-- Exercise brief --
Go through the records and copy each line where the string "gravel" occurs.

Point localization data
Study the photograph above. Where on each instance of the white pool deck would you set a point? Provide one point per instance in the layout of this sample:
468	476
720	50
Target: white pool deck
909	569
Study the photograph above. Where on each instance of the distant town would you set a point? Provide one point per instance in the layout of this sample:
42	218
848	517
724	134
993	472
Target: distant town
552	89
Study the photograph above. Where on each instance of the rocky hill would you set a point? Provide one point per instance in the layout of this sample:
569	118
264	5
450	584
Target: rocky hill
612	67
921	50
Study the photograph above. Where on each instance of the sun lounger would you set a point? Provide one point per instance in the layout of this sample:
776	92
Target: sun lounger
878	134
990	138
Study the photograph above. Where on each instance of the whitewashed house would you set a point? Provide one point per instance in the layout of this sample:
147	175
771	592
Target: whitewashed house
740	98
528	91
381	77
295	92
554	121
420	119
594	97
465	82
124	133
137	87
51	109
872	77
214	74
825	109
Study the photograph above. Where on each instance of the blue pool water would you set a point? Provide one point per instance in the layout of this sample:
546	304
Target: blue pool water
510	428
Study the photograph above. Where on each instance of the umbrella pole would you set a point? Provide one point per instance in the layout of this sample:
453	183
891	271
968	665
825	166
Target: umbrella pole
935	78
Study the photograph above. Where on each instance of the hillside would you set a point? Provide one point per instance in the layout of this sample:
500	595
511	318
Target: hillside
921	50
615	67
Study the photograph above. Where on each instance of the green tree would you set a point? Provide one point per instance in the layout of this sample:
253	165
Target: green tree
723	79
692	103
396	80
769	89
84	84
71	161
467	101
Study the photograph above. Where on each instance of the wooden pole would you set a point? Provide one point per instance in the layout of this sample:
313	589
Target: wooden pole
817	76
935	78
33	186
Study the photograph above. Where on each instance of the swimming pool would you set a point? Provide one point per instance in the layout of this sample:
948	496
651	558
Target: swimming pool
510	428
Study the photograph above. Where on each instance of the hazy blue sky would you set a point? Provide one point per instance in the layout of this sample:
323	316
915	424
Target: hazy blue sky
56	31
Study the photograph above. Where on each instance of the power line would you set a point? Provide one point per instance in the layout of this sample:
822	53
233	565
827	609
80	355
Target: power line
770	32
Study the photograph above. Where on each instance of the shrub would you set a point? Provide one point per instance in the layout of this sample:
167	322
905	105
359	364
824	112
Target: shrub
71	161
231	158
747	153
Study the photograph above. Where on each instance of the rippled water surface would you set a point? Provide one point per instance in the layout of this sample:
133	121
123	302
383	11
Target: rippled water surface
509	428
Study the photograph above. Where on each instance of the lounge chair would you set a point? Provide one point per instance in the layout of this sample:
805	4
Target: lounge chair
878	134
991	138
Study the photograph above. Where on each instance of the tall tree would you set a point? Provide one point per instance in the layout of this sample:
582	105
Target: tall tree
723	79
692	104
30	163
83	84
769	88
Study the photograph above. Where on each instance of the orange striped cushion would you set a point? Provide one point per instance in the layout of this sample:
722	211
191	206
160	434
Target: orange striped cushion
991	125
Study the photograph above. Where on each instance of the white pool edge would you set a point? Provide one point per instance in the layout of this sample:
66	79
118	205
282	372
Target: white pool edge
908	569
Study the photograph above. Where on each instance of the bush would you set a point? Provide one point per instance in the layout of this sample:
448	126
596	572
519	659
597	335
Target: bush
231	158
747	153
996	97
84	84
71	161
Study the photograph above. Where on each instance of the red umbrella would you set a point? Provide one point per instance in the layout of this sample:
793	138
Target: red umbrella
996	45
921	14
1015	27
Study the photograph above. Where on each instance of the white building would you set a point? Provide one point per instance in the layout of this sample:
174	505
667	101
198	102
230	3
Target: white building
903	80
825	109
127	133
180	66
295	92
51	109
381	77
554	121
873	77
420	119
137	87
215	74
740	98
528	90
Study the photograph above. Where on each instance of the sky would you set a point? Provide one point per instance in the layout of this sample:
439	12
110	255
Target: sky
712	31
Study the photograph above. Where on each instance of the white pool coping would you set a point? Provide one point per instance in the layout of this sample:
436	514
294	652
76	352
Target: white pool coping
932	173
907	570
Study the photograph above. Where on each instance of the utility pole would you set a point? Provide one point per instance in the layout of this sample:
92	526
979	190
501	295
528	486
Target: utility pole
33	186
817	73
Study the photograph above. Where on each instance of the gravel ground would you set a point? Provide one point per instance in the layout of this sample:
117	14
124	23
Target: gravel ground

-- Solution for this problem --
Study the photograph above. Where on each instance of the gravel ground would you set a point? Provide one point per instance in the layout of this sample:
Target: gravel ground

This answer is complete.